[Source records]
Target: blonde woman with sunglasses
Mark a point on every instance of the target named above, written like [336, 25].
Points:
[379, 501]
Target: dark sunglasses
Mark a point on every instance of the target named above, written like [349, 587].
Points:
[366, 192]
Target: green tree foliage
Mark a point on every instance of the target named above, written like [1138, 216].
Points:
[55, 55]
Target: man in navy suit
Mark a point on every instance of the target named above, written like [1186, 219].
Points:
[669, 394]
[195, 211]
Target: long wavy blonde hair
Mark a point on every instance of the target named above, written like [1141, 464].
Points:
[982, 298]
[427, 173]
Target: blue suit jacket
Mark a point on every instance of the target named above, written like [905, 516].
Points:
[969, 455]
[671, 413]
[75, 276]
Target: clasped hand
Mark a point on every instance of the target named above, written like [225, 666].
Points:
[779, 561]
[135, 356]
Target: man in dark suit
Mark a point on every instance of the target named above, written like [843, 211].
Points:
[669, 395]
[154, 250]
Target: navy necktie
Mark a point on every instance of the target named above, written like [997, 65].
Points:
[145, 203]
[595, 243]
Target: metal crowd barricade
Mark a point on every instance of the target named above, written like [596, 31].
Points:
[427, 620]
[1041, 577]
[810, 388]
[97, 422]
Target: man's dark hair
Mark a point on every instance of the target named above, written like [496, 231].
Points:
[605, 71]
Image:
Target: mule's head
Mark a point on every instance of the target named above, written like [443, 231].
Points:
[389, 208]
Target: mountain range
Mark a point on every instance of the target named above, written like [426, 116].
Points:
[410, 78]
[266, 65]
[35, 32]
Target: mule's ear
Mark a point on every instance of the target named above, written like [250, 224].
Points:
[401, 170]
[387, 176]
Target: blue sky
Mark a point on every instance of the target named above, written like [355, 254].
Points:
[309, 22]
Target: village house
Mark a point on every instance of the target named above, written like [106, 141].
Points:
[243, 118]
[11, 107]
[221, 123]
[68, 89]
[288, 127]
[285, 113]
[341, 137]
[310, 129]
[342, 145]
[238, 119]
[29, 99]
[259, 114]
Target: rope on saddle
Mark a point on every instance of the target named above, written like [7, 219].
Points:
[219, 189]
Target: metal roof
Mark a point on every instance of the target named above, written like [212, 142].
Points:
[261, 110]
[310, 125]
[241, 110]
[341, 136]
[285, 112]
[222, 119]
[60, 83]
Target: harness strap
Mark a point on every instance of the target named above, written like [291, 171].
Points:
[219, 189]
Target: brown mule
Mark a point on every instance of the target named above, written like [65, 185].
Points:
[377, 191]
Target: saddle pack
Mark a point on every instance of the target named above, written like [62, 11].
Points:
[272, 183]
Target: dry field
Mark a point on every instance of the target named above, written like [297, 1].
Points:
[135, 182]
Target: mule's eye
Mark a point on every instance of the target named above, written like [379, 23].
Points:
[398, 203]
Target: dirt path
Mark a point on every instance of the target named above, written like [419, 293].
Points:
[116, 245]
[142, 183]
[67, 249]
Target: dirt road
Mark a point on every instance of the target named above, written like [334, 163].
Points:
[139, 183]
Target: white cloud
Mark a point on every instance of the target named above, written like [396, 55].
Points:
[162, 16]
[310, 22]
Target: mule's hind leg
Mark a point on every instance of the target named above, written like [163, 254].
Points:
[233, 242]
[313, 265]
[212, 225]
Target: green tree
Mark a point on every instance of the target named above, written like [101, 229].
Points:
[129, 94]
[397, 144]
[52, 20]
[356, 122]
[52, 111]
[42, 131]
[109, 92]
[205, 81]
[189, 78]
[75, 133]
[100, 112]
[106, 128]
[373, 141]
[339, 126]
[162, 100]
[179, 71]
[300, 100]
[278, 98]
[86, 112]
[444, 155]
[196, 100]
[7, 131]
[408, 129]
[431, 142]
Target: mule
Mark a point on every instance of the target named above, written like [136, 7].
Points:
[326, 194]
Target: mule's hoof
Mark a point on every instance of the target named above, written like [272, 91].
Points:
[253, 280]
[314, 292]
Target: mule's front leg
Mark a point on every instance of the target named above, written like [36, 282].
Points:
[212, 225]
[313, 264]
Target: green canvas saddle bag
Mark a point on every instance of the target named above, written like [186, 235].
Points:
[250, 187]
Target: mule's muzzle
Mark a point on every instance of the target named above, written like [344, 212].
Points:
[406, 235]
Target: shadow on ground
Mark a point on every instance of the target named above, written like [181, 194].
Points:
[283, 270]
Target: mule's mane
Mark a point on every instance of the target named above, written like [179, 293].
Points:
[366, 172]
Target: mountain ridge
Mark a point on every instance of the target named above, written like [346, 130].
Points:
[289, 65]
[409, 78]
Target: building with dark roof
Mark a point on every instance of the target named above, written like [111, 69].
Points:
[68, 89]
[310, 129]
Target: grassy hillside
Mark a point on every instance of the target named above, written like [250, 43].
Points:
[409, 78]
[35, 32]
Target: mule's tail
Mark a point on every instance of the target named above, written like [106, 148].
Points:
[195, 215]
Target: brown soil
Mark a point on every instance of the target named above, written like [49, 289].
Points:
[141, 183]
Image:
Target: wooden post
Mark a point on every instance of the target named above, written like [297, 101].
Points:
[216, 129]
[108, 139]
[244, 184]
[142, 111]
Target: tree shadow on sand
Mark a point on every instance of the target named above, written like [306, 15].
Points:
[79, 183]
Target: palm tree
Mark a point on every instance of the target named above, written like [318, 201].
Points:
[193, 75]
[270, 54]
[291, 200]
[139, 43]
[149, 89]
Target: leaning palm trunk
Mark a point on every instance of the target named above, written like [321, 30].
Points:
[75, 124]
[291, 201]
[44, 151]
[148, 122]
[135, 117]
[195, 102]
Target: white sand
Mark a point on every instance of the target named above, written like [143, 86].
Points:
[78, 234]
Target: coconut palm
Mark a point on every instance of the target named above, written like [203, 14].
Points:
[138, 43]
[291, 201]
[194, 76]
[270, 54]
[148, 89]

* [About this task] The line above containing "Target: rope on saddle", the line containing "Target: harness strap", and every line between them are to be transcribed exactly; no other line is wanted.

* [Answer to the exercise]
Target: rope on saddle
Mark a point on every instance of the target named above, written like [7, 219].
Points:
[219, 189]
Target: metal roof
Mark a point on every instance of the target named above, written like [212, 142].
Points:
[261, 110]
[310, 125]
[241, 110]
[341, 136]
[285, 112]
[222, 119]
[60, 83]
Target: harness strap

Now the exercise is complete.